──────── Items ────────

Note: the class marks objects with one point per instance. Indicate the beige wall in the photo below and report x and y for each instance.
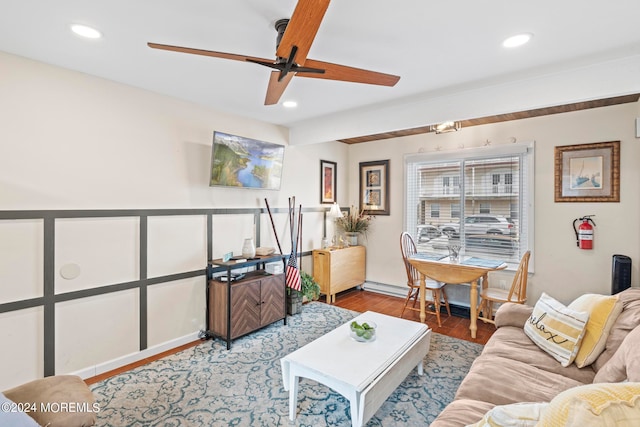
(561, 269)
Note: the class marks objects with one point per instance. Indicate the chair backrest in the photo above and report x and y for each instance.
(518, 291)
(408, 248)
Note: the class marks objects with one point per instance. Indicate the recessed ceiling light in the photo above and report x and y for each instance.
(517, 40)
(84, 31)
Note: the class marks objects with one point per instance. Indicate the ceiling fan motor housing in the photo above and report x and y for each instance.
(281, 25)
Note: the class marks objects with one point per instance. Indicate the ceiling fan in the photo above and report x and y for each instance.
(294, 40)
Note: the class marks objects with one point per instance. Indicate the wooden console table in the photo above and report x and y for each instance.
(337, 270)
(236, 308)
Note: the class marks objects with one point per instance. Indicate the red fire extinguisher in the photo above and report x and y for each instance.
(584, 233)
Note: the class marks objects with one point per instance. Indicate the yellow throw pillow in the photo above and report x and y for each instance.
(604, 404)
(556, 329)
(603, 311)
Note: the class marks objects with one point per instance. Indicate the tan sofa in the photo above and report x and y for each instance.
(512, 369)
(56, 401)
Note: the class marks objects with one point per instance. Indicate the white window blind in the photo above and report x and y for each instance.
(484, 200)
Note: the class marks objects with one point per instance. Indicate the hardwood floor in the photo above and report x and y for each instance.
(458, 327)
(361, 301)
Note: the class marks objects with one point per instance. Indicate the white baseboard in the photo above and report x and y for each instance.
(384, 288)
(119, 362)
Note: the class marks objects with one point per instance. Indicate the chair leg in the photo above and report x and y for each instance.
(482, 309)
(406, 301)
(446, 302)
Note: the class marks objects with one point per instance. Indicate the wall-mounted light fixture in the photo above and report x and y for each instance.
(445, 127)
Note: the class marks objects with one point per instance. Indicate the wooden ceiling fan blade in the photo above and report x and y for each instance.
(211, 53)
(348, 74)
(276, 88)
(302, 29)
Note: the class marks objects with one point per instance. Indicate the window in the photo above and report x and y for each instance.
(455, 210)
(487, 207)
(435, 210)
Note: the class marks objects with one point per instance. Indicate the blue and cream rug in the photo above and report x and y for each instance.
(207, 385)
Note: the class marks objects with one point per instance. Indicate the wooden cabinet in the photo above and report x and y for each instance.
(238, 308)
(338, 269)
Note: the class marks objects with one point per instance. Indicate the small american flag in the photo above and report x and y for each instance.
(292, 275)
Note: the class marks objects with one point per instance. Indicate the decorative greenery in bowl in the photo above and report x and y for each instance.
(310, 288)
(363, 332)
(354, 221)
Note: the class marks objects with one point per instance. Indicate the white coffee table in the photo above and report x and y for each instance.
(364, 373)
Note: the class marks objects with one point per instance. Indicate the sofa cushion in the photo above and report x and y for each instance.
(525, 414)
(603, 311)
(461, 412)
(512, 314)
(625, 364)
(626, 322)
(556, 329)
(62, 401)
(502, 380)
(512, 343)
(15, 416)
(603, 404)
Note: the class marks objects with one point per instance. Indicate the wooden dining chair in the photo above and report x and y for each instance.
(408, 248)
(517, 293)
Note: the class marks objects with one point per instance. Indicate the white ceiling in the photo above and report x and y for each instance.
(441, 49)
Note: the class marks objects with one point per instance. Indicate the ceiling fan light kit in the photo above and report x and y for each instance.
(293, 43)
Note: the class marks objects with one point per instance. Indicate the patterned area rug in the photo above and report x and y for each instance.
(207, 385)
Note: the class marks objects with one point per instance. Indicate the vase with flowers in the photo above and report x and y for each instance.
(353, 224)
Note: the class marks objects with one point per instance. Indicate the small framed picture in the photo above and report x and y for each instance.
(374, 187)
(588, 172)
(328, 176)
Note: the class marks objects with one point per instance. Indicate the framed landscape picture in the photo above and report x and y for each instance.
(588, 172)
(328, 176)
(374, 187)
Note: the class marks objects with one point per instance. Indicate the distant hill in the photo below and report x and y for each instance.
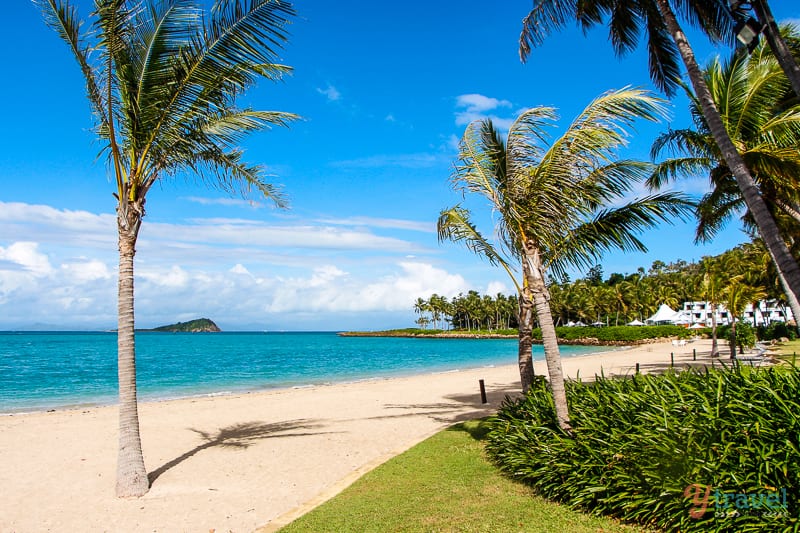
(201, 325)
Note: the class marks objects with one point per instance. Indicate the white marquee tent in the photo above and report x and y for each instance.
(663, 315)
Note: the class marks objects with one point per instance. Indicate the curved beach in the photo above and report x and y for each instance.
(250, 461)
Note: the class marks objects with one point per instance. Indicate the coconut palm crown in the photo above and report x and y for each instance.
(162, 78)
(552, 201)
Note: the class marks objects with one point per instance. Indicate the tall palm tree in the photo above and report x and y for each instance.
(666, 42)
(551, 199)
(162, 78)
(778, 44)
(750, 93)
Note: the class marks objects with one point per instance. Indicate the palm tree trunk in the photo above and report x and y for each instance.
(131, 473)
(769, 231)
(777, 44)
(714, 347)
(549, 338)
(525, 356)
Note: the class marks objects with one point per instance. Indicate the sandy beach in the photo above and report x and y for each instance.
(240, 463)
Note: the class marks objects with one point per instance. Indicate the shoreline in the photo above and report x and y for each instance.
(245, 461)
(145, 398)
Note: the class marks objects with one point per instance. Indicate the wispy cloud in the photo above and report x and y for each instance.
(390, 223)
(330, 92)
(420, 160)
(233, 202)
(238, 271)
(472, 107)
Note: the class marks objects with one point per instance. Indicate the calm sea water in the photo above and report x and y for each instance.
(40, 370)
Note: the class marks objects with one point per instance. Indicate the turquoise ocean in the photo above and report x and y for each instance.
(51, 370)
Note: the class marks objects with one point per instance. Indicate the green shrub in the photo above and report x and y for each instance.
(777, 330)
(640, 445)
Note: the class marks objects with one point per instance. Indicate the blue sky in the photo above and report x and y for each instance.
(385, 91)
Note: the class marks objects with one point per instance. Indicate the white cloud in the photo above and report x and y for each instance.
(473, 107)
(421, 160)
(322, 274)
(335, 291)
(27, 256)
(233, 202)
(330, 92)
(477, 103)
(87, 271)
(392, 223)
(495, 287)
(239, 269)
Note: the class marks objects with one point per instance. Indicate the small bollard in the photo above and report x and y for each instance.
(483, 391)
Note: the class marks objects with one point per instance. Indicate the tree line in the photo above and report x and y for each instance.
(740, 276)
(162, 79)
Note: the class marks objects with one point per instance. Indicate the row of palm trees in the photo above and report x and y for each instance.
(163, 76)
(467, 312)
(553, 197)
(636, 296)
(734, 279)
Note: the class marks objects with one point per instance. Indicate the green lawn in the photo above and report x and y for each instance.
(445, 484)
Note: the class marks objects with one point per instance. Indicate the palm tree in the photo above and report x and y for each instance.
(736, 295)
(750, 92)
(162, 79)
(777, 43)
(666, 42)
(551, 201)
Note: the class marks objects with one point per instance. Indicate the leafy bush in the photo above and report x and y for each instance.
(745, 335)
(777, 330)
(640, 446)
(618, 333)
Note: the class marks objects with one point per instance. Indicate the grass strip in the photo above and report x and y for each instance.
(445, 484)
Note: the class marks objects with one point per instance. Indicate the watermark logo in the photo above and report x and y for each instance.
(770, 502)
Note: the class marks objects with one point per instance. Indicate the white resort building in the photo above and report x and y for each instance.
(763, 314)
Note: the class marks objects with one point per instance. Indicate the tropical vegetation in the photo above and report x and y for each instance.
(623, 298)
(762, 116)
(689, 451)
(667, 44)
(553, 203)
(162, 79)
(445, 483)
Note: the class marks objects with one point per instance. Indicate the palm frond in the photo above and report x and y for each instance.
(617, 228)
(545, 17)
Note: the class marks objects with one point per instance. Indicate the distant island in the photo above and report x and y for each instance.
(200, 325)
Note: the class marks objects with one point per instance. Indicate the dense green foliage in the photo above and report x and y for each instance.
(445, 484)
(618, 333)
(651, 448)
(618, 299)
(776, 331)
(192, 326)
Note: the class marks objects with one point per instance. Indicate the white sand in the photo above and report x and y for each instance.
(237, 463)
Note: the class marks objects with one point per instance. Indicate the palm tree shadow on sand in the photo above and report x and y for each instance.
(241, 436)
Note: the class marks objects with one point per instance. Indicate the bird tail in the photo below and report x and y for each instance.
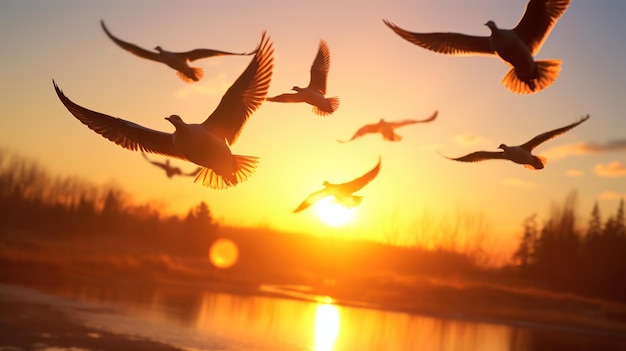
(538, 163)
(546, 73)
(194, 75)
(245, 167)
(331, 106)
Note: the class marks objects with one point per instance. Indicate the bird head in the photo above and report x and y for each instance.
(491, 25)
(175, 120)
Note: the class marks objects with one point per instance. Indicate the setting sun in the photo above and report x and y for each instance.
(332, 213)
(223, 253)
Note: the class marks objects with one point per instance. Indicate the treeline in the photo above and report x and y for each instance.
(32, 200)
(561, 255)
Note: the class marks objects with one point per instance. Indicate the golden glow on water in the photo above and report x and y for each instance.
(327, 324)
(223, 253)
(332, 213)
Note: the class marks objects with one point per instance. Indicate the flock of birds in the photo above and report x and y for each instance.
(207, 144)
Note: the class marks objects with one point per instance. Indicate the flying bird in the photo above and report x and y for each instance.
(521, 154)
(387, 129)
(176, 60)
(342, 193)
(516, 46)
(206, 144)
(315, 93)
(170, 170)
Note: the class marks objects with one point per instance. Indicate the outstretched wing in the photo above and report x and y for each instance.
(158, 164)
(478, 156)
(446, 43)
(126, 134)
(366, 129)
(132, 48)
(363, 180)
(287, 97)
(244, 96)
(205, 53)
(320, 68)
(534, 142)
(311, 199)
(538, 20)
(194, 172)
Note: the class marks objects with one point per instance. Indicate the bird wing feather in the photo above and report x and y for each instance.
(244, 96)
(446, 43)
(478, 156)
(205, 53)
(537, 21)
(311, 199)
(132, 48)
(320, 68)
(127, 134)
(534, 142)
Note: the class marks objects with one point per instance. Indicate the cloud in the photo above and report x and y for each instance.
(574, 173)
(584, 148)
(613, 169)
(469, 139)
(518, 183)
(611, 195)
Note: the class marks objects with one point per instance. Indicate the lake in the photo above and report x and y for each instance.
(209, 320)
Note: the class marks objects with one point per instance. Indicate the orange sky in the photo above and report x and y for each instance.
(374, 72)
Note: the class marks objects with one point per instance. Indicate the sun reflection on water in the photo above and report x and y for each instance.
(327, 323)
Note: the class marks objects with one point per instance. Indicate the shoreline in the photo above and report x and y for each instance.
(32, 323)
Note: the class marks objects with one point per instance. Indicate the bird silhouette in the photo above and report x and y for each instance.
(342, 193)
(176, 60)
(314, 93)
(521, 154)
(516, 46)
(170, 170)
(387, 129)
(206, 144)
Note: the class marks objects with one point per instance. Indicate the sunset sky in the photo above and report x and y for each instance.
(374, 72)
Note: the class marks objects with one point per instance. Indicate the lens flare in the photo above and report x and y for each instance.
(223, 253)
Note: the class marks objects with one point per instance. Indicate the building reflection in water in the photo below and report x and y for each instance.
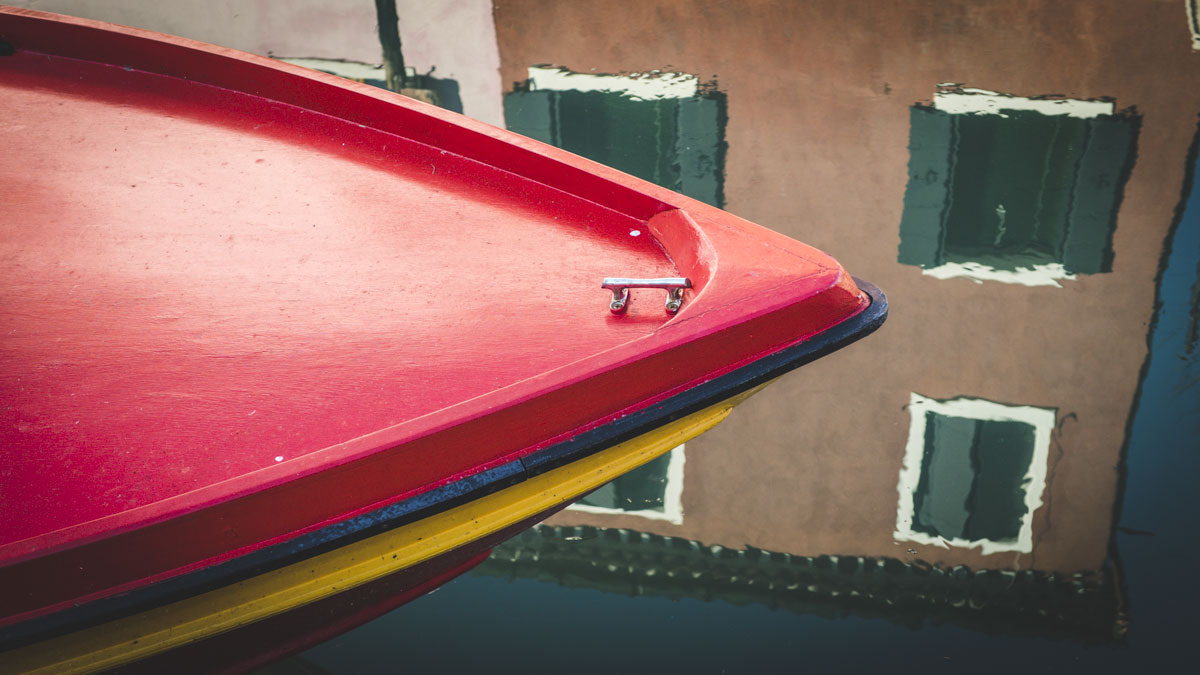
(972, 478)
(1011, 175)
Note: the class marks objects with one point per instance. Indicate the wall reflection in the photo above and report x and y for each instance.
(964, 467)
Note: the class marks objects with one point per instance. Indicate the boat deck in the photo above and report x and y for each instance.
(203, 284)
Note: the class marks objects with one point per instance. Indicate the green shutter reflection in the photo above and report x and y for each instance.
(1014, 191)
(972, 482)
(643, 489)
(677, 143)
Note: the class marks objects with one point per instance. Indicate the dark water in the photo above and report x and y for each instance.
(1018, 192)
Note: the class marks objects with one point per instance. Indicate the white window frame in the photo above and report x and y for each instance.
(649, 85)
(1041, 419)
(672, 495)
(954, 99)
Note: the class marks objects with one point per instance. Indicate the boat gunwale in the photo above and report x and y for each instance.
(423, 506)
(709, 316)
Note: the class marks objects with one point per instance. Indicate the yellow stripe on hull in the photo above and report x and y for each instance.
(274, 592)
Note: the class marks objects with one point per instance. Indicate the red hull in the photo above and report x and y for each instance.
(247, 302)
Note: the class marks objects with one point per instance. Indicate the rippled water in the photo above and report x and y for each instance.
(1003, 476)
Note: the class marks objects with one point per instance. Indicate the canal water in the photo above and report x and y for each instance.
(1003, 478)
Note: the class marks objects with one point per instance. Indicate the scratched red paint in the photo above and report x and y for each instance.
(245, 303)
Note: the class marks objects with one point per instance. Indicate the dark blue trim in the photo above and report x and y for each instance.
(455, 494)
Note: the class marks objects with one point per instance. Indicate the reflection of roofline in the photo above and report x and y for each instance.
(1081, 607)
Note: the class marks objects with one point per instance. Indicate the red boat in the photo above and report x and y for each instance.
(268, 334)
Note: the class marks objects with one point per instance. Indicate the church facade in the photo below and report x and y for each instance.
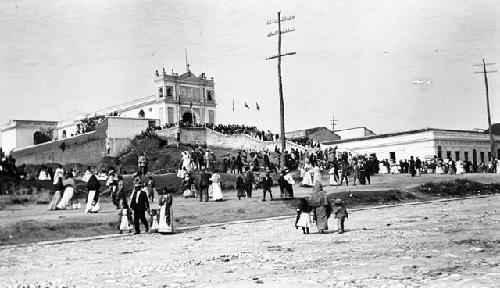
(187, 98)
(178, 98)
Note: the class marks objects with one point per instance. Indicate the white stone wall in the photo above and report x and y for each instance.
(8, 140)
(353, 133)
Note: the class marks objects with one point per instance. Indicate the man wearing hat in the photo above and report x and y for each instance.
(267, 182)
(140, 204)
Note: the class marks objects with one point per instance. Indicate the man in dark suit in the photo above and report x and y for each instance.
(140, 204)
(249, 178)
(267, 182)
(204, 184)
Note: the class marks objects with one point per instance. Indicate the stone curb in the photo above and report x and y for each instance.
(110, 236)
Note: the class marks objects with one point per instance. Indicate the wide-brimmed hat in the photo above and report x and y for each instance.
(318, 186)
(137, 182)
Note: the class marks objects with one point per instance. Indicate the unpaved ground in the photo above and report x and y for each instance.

────────

* [Required task]: Everything from the line with "the white stone" to the end of the listing above needs to be duplicated exactly, both end lines included, with nothing more.

* [Written solution]:
Note: the class marks objects with one point per instance. Indicate the white stone wall in the photo above and report x and y for each instance.
(8, 140)
(353, 133)
Note: the class marks objects with one point per instance. Indicate the man wearing hat in the photo above and report x and y for each instance.
(267, 182)
(140, 204)
Note: the class marks objects with one point per instance. Indicate the man in dark suit in the photo above and report x and y for each instance.
(140, 204)
(249, 178)
(267, 182)
(204, 184)
Note: the class marks objects with one point per instance. Indicate the stone curb in the photo above and report x and y for each instance.
(110, 236)
Note: the class marks objects with one point per instance. Indicate the wide-brimmed hat in the photo above and report x and y for each instance.
(318, 186)
(137, 182)
Note: the class marks objects with one point per instance. Indicate the unpaved ground in the photo above and report x and y for each instance.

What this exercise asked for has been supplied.